*** RECORDS FOR THE EXERCISE
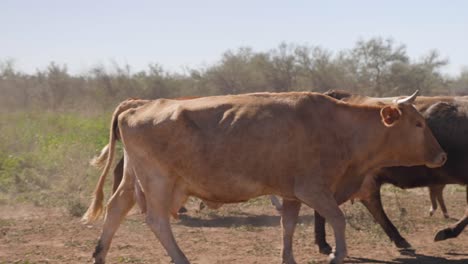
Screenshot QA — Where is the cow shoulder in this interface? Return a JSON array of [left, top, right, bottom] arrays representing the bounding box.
[[422, 102, 468, 151]]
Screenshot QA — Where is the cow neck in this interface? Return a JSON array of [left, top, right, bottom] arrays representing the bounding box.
[[336, 105, 390, 173]]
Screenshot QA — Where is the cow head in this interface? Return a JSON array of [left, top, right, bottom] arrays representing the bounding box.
[[380, 91, 447, 168]]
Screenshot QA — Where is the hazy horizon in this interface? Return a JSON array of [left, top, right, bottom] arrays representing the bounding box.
[[0, 0, 468, 76]]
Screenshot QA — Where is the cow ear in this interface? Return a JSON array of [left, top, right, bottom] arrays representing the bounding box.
[[380, 106, 401, 127]]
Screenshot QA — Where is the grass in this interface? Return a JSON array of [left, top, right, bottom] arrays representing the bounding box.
[[0, 112, 110, 216]]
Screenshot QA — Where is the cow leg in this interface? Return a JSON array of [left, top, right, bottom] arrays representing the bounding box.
[[429, 184, 449, 218], [138, 173, 189, 264], [314, 210, 332, 255], [270, 195, 283, 214], [436, 185, 450, 218], [295, 190, 347, 264], [281, 200, 301, 264], [93, 164, 135, 264], [361, 188, 411, 248]]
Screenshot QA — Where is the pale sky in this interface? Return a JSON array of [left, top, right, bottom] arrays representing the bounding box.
[[0, 0, 468, 75]]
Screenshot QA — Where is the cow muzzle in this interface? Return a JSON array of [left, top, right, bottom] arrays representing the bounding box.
[[426, 152, 447, 168]]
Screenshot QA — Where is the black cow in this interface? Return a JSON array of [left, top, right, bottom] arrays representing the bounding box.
[[315, 91, 468, 254]]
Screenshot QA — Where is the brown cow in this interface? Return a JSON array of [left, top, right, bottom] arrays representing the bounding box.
[[315, 91, 468, 253], [83, 92, 447, 263]]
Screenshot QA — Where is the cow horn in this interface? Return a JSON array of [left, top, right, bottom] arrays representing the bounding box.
[[396, 90, 419, 105]]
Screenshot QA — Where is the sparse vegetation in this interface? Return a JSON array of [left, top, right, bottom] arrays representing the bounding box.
[[0, 38, 468, 216]]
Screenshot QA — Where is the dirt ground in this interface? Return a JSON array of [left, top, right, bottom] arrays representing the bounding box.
[[0, 187, 468, 264]]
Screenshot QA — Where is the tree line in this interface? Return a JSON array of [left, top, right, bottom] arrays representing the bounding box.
[[0, 37, 468, 112]]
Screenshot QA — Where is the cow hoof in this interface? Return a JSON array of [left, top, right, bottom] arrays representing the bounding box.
[[395, 239, 411, 248], [328, 253, 343, 264], [319, 243, 333, 255], [434, 229, 451, 242], [178, 206, 187, 214]]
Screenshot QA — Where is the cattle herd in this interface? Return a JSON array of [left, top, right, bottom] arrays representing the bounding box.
[[83, 91, 468, 264]]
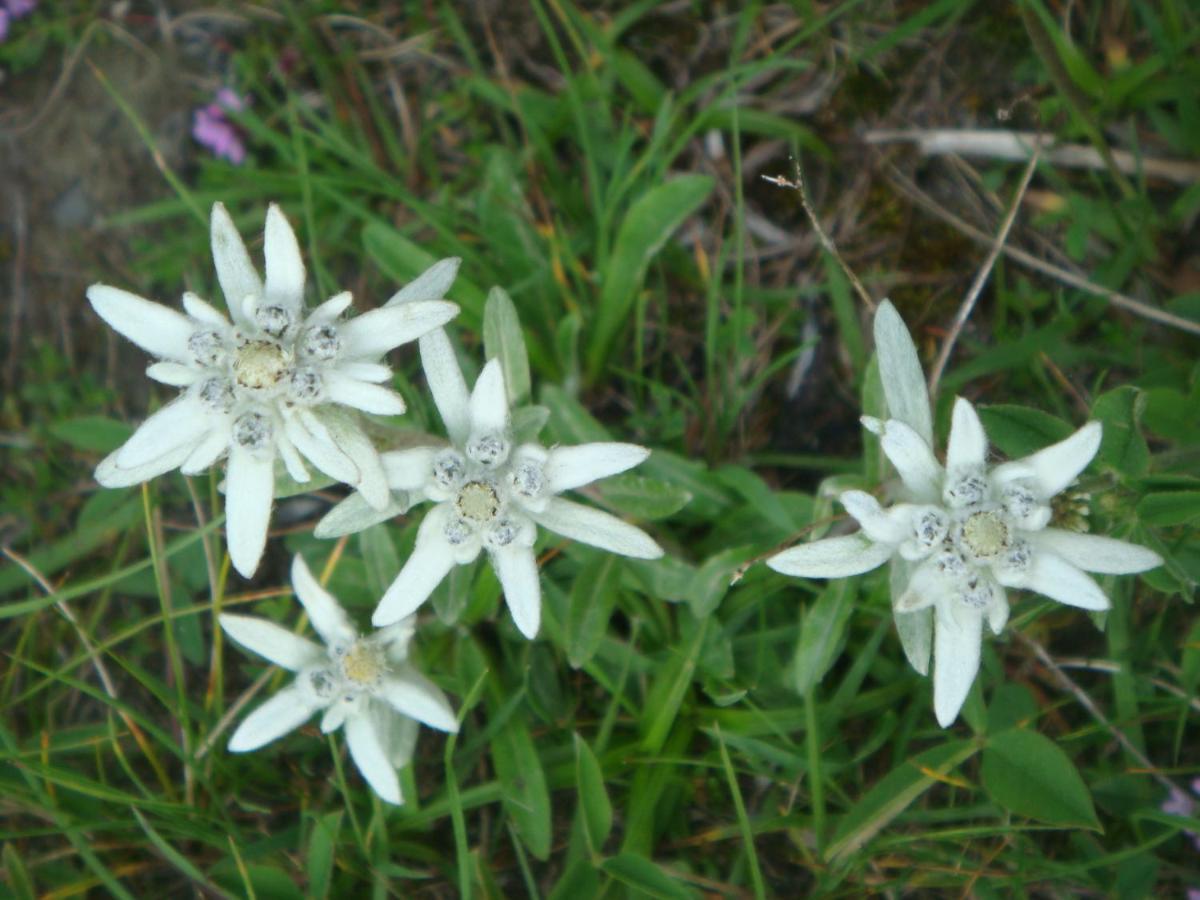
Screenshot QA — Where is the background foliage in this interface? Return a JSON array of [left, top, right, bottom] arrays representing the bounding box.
[[0, 0, 1200, 898]]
******
Please recast these records as a two-column CSV with the headers text and answer, one row per record, with each field quoted and any line breaks replaced by spaces. Begin at the line that has "Screenshot QA — Where is the cow ear" and stop after the line that has "[[380, 106, 401, 127]]".

SOLUTION TO THE EXERCISE »
text,answer
"Screenshot QA — Where is the cow ear in this interface? Return a JSON array of [left, top, right, bottom] arrays representing the bounding box.","[[380, 106, 401, 127]]"